[Dataset records]
::::

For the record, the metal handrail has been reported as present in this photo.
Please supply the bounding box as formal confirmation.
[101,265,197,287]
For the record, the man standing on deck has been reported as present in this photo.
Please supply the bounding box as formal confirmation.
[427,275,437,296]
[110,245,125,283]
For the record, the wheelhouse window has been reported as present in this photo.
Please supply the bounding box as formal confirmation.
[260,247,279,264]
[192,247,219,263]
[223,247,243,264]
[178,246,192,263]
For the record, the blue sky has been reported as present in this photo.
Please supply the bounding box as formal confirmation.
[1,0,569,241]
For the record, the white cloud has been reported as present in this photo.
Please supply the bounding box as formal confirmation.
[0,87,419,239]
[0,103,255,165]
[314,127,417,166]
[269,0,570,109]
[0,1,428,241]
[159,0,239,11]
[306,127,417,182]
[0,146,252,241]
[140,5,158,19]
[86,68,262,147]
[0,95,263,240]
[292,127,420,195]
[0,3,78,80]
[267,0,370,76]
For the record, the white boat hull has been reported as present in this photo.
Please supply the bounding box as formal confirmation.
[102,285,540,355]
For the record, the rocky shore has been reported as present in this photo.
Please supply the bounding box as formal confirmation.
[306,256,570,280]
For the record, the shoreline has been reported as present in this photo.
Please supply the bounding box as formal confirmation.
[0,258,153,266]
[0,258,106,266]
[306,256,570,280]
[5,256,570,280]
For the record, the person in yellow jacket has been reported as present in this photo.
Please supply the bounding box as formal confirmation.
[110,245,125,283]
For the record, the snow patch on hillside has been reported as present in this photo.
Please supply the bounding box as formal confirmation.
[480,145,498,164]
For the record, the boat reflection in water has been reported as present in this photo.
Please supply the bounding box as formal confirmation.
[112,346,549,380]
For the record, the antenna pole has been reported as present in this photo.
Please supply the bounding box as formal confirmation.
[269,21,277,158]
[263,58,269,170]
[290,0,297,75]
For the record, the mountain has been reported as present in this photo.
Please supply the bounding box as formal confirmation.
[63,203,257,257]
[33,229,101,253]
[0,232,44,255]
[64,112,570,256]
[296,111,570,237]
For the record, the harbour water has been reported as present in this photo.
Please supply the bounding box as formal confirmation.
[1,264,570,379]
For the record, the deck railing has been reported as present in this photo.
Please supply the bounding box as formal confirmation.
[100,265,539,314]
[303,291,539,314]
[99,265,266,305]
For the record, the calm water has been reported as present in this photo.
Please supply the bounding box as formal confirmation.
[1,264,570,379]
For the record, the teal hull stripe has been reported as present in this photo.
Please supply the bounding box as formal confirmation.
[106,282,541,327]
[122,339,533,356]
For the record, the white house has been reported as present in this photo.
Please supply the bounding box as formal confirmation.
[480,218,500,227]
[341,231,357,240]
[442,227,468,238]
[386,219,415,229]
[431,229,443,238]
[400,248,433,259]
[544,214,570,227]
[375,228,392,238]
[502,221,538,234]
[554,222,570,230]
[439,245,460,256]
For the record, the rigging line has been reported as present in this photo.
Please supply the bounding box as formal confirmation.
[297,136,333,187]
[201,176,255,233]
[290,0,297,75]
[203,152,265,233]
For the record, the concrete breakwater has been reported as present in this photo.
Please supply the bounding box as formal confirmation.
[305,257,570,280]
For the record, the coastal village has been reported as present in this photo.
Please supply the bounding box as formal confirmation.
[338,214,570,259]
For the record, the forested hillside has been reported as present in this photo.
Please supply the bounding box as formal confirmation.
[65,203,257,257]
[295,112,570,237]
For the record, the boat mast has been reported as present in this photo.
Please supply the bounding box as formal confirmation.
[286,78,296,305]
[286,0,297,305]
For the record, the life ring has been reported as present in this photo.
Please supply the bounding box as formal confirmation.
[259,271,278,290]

::::

• What you should do
Which lines above contain the word "hull"? List them.

• Result of this task
For the record, the white boat hull has been reported as present in this photo.
For the record, the teal hull stripe has been reported as present in this photo.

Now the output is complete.